• [Given exercise 1] In the location intelligence article below, how large is the location intelligence industry said to be?
• [Given exercise 2] Pick up the location intelligence article below where it stops and write the next part.

• [Selected text]
....
That precise situation played out on an unprecedented scale over the past 16 months. The core proposition of the more than $10 billion location intelligence industry, to help other businesses derive insights from the foot traffic at their brick-and-mortar locations and those of competitors, became both more fraught and more valuable. More fraught because one week’s audience was not necessarily reflective of the next week’s as twentysomethings fled urban areas and shoppers segregated based on risk tolerance and political ideology. More valuable because, with customer bases changing overnight and still evolving today, businesses have desperately needed up-to-date insights about their customers. As popular historical customer information sources such as Census data became less representative due to the dramatic changes afoot, up-to-date foot traffic data increased in value, providing a view into who was visiting stores in the previous week or two.
The composition of retailers’ audiences is “completely different today than it was three months ago,” said Rikard Bandebo, Chief Product Officer at Unacast. “As a result, they are having to find data sources that have a much shorter lag.”
How data becomes intelligence
The lag, or period of time from when location data is collected to when retailers and other companies are able to parse the insights it generates, is an issue because location data does not quickly translate from iPhone coordinates to useful business intelligence.
Location data originates from smartphone apps that provide GPS and allow users to opt-in so that the app understands where they are. Some prime examples with obvious geographic use cases are social, mapping, and weather apps. Location intelligence companies analyze their data in relation to other information, such as census data, to ensure their location datasets are representative of the broader population.
App publishers and companies that provide tools for app developers to collect location data from users. From there, the data makes its way to location data companies, which turn it into insights by aggregating it, enriching it with complementary sources, and comparing it to other data sets, such as census data. This allows location intelligence clients to understand foot traffic volume at a given location, what type of people make up that foot traffic, where else they are going, and how one location’s foot traffic matches up against visits to other locations.
“The real magic of what data science teams do is to turn [data] into something that’s meaningful and representative,” Bandebo said.
Once it’s been aggregated and summarized, location data helps companies such as retailers understand their audiences and make decisions about matters such as merchandising and service expansion. For example, one Unacast study leveraged location data to provide cross-retail insights for a hotel in Buffalo, New York. The study found that hotel visitors also frequented a grocery store, a Panera Bread, and a nearby office building. The frequent grocery store and Panera Bread visits might help the hotel determine that it is not offering enough culinary options, perhaps it could improve its café or build one so that its customers do not need to go to Panera or grocery-shop while staying at the hotel. The office building might tell the hotel what type of professionals are staying there, further strengthening its understanding of the services it should be offering or perhaps even the price points that would be most appropriate for its audience.
....
(Raw records)
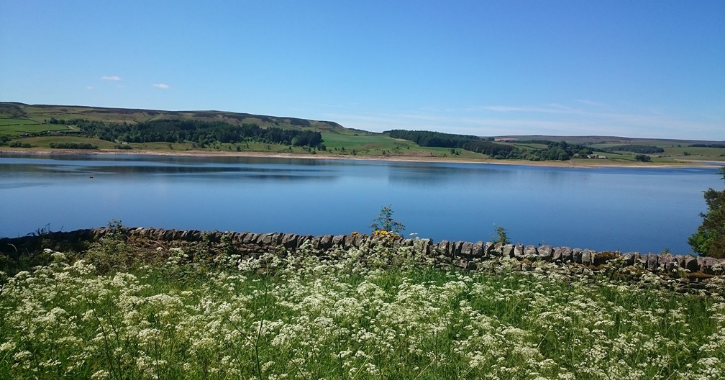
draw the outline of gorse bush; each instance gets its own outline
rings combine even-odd
[[[224,242],[222,242],[224,244]],[[110,246],[109,246],[110,247]],[[422,244],[0,272],[0,378],[716,379],[723,285],[663,290],[514,259],[435,269]],[[109,252],[110,254],[110,252]],[[208,260],[200,264],[199,259]],[[210,269],[214,270],[210,270]],[[126,270],[128,269],[128,270]]]
[[[393,208],[389,205],[380,209],[380,214],[373,220],[370,227],[372,227],[373,233],[383,231],[396,235],[400,235],[405,230],[403,223],[393,219]]]
[[[725,180],[725,166],[720,168]],[[705,256],[725,258],[725,190],[705,191],[707,212],[702,216],[702,225],[692,234],[688,243],[692,249]]]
....
• [Final result 1] More than $10 billion.

• [Final result 2]
Privacy matters
As retailers seek to harness the insights generated by location data, they need to consider the privacy of the customers from whom they are collecting that data. With anti-tracking moves by smartphone makers Google and especially Apple, location data is getting harder to collect without explicit consumer consent. In addition, data privacy laws by the European Union, California, and other US states are making businesses much more wary of collecting data they do not need, or data that could be traced back to an individual and make a company the subject of the next location intelligence exposé.
Many companies in the location data supply chain never see personally identifiable information, such as where a specific individual has moved around the world. Personally identifiable information is not only ethically and legally sensitive but also inessential to the broad, actionable insights buyers of location intelligence require.
Of course, that does not mean there is not bad behavior in the location data industry. Some apps that do not need location data to offer the user any sort of service collect it anyway. Some have unclear data collection policies. And, as the New York Times has pointed out, while device-level location data may not normally be used for nefarious purposes, its granularity does raise the question of what it might be used for in the hands of bad actors.
The increased attention to privacy in the press and among regulators has led companies to shore up the processes that ensure they are only collecting and using data with consent. It has also encouraged them to eschew the kind of information that could put them on the wrong side of emerging regulations.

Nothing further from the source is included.